_The exercise_:
In the water-management passage below, condense the paragraph beginning "The main issue in general" into a short bulleted list that keeps its main facts.

_Selected passage_:
● ● ● ● ● ● ●

INBO has done what is essential for water management: it is to combine the various knowledge on water resources, in connection with the European Directives and their legal applications.
INBO members put into practice and promote the integrated management of the resource, on a strategic scale, the basin. Hydrological, hydraulic, scientific and legal considerations, for example, are combined in a transversal way.
In addition, INBO promotes the organization, networking and cooperation of several actors in the same country and at the international level.
It is essential to always maintain this basic concept of basin management. It would be a serious mistake to do as in the Athens region, where several municipalities have several administrative borders.
Without coordination, these municipalities can try to solve some problems but create new ones. For example, during floods, water drainage in some municipalities contributes to flooding downstream!
What are the main challenges of water management and public policy orientations in Greece?
The main issue in general, not only in Greece, is good governance. When we say governance, it is not only a question of management, it is also the interaction with users, local authorities, and all economic actors.
A Greek myth says that during antiquity, when the Athenians wanted to create the city of Athens, a question arose about the need to choose a location. Either in a place where there was a large river to have direct access to water, or by staying in a territory with a particular relief.
The myth says that Poseidon, god of the sea, and Athena, goddess of wisdom, had divergent opinions on this issue. Unlike Poseidon, who argued for the first solution, Athena believed that if the Athenians ran out of water, it was no big deal because, with knowledge and wisdom, they could find much better solutions than if they had plenty of it.

● ● ● ● ● ● ●

_Dataset content_:
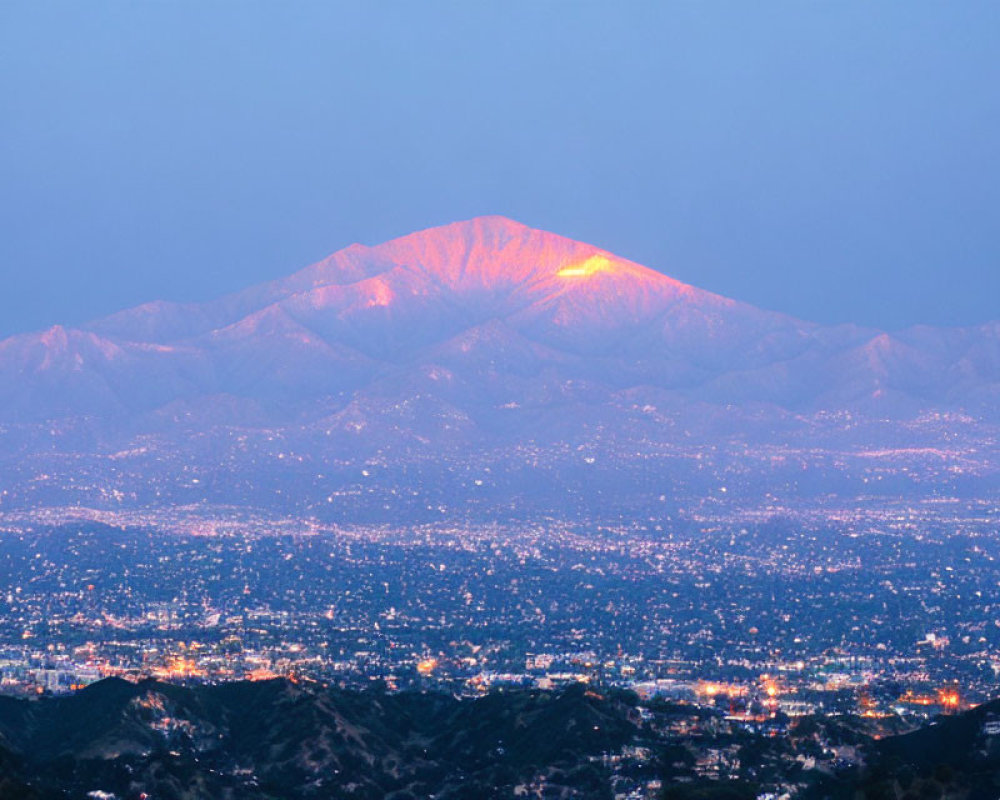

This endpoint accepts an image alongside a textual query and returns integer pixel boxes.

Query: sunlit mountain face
[0,217,1000,507]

● ● ● ● ● ● ●

_Right answer_:
- Good governance is the main issue, in Greece and elsewhere.
- Governance is more than management.
- It also covers interaction with users, local authorities, and all economic actors.